(Dataset records about object locations)
— Begin —
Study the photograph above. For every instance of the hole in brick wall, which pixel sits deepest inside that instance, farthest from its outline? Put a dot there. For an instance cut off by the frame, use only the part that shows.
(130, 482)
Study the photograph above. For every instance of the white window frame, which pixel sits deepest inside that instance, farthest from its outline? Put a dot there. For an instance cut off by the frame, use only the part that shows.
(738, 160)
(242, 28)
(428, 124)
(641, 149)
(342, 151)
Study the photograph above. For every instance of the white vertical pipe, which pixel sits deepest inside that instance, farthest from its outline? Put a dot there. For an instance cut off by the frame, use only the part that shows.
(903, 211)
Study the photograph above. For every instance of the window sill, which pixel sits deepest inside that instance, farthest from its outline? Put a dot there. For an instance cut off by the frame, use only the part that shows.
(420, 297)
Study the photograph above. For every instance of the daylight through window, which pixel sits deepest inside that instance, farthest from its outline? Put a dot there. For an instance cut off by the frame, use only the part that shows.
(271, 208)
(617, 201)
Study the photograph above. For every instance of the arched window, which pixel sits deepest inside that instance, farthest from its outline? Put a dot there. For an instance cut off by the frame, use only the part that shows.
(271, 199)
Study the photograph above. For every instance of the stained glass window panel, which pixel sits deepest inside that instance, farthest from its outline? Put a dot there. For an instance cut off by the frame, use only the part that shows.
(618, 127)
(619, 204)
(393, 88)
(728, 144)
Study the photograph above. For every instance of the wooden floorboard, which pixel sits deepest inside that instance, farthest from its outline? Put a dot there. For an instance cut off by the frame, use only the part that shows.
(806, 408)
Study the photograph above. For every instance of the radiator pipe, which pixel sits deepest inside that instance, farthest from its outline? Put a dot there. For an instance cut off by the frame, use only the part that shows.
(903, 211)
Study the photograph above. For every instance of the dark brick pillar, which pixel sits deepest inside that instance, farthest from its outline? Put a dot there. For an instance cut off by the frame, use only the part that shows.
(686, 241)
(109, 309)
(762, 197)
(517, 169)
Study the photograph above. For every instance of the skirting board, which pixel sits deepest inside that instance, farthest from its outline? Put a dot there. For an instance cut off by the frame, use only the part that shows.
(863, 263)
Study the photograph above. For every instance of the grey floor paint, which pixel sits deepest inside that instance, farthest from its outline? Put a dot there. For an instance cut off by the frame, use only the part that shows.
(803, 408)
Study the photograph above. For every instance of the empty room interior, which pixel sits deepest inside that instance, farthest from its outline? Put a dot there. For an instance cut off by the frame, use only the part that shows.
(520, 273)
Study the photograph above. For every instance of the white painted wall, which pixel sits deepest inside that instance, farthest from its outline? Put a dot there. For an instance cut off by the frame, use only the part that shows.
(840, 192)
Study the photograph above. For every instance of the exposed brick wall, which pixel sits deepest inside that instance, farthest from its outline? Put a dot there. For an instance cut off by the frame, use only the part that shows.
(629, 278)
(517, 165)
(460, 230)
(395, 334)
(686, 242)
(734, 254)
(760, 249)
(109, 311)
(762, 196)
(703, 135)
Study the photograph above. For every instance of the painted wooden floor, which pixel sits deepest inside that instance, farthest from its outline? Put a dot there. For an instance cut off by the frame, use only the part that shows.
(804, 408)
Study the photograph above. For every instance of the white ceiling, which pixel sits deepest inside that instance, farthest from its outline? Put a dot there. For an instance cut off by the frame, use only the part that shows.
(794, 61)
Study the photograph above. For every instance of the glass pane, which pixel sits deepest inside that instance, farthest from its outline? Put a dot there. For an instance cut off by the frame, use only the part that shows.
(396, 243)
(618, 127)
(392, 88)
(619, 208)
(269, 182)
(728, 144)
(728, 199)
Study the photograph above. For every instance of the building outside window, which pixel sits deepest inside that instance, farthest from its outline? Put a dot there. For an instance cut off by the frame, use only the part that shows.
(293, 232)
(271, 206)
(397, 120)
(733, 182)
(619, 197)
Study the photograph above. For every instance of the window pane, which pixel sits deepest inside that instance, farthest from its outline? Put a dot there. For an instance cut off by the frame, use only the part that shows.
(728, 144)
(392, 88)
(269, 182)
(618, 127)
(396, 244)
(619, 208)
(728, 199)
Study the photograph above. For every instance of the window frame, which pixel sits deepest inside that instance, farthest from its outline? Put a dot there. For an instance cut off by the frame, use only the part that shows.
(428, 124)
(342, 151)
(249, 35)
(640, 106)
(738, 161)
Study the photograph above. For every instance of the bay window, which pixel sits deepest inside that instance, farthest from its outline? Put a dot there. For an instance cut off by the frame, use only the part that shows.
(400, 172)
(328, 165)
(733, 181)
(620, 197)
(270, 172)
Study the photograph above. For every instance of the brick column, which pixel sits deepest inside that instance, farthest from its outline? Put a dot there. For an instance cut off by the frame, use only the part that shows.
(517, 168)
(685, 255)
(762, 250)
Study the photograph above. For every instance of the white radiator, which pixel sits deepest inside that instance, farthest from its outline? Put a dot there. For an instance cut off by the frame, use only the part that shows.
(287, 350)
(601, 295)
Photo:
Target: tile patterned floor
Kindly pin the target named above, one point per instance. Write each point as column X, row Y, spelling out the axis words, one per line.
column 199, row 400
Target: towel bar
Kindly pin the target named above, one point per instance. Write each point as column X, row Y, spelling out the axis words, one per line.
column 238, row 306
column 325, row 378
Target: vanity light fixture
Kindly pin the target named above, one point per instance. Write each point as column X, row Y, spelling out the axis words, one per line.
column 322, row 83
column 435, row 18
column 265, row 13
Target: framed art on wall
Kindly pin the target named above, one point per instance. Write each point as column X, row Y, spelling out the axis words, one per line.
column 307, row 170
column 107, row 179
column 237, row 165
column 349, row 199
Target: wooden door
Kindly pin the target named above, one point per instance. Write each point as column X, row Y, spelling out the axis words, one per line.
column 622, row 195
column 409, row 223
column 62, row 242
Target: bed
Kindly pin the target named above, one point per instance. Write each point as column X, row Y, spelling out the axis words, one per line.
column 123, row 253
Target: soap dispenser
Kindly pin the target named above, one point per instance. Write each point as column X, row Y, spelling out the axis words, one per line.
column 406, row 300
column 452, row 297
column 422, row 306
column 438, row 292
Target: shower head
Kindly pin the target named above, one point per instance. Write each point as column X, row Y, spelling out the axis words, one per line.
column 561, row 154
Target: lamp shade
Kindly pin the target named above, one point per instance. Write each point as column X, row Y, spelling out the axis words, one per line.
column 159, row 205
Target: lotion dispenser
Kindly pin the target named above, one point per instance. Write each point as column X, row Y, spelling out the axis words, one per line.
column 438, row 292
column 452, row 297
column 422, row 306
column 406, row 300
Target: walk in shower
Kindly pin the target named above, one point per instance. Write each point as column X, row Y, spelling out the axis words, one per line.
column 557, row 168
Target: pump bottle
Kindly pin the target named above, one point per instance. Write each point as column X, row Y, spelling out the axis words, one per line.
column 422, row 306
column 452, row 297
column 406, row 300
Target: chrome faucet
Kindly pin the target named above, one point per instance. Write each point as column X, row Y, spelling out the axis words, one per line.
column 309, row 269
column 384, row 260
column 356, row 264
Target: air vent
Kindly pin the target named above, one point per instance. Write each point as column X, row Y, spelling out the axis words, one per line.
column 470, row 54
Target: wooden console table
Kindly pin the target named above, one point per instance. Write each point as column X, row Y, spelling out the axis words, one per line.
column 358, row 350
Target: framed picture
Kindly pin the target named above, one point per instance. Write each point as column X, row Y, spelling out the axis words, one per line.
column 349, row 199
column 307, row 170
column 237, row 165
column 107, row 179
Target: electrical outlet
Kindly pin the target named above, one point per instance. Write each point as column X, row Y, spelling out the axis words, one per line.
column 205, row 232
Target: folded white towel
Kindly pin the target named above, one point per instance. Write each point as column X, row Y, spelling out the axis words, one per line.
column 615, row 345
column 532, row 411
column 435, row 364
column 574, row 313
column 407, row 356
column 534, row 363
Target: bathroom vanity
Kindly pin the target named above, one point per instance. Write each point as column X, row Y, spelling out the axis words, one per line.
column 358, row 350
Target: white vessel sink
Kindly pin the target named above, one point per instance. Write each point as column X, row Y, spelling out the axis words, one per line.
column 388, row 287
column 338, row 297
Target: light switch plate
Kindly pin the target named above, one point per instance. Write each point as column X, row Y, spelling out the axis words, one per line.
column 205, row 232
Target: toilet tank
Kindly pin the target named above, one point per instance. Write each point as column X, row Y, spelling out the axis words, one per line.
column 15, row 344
— End —
* [PROBLEM DESCRIPTION]: Through the last line of the entries above, beginning at the line containing "Target: bathroom vanity", transcribe each line exactly, both ends included and nothing more.

* [CORRECT RESULT]:
Target: bathroom vanity
Kindly pin the target named above, one point per instance. Write each point as column X, row Y, spelling out the axis words, one per line.
column 358, row 350
Target: white vessel sink
Kindly pin the target named above, one point per instance. Write each point as column X, row Y, spelling out the axis words, one per line.
column 388, row 287
column 338, row 297
Target: light switch plate
Kindly pin the target named above, one point per instance. Write each point as column X, row Y, spelling out the axis words, one per line.
column 205, row 232
Target: toilet tank
Kindly pin the target named above, one point per instance. Write each point as column X, row Y, spelling out the axis words, one per line.
column 15, row 344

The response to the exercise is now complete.